EXERCISE DIRECTIONS -> Identify every line in the rows below that contains the string "positive", and copy each of those lines. Case counts.

INFORMATION GIVEN ->
=== Section Start ===

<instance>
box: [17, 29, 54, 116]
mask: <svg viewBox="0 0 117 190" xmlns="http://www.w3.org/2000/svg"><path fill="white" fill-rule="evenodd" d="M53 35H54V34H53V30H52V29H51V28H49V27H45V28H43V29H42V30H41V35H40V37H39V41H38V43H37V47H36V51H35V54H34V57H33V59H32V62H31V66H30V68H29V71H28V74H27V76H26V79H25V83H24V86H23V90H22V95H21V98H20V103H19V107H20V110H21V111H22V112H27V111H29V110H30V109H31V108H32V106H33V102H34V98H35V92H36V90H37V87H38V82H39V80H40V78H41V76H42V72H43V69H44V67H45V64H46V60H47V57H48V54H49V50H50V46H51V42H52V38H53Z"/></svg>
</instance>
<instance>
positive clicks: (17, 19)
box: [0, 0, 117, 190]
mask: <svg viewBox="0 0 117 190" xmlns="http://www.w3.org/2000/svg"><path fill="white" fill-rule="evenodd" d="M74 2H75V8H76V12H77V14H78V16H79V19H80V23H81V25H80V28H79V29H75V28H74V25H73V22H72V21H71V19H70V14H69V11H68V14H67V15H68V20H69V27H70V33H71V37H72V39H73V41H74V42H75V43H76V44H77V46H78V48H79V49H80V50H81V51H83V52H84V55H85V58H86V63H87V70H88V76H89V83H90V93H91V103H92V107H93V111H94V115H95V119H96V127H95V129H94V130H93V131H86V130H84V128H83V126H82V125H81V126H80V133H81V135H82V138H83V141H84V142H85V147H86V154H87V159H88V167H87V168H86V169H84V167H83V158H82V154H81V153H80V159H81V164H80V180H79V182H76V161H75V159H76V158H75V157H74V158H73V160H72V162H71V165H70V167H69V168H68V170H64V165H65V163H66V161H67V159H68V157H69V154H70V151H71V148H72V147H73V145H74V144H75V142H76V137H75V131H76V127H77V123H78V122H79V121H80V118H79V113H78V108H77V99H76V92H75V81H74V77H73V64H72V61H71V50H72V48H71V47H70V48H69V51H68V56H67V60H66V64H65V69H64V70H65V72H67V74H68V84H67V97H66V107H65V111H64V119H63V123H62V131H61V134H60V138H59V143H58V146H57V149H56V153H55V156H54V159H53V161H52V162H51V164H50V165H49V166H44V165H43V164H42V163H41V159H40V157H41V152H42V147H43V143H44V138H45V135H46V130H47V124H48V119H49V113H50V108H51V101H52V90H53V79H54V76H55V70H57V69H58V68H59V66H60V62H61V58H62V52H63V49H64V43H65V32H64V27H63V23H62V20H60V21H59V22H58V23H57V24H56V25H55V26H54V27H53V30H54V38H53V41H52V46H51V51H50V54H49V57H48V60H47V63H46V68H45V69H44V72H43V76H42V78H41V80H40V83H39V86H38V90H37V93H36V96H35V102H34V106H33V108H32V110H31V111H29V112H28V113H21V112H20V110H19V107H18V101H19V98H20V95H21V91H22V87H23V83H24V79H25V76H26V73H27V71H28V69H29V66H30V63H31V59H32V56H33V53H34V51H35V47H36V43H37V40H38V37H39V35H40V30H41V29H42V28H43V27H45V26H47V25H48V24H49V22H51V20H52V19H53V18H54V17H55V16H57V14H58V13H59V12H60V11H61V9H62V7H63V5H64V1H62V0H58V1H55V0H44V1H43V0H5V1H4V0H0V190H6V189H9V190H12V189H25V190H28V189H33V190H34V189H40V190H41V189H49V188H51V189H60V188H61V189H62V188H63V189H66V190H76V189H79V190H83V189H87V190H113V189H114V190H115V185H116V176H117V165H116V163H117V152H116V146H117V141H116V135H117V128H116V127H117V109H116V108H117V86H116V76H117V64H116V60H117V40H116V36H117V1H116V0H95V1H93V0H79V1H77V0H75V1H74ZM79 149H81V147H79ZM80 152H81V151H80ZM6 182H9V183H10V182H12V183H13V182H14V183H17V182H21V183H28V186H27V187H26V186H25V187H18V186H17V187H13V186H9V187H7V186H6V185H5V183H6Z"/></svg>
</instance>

=== Section End ===
=== Section Start ===

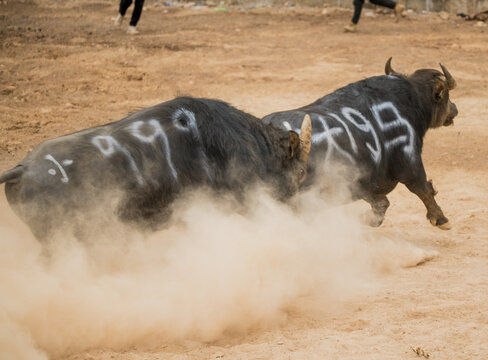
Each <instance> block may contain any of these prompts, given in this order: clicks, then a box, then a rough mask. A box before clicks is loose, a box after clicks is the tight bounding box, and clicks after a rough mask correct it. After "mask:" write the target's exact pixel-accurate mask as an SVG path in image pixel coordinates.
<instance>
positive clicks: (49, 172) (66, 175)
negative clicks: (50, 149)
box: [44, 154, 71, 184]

=== Section End ===
=== Section Start ===

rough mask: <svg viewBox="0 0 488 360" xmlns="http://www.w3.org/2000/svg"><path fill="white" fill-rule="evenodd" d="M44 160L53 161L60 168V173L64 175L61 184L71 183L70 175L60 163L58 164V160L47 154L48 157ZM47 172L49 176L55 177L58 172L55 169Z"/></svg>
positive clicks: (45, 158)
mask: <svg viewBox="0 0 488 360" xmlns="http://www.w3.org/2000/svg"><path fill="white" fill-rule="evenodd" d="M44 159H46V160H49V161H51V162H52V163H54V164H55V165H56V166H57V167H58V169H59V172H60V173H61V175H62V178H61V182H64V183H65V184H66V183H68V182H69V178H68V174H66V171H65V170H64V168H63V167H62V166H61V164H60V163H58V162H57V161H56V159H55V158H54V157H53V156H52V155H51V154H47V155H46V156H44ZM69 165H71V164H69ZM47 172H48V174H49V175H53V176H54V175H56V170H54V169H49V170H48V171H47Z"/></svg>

=== Section End ===

RESPONSE BOX ->
positive clicks: (17, 19)
positive clicks: (49, 172) (66, 175)
positive clicks: (45, 158)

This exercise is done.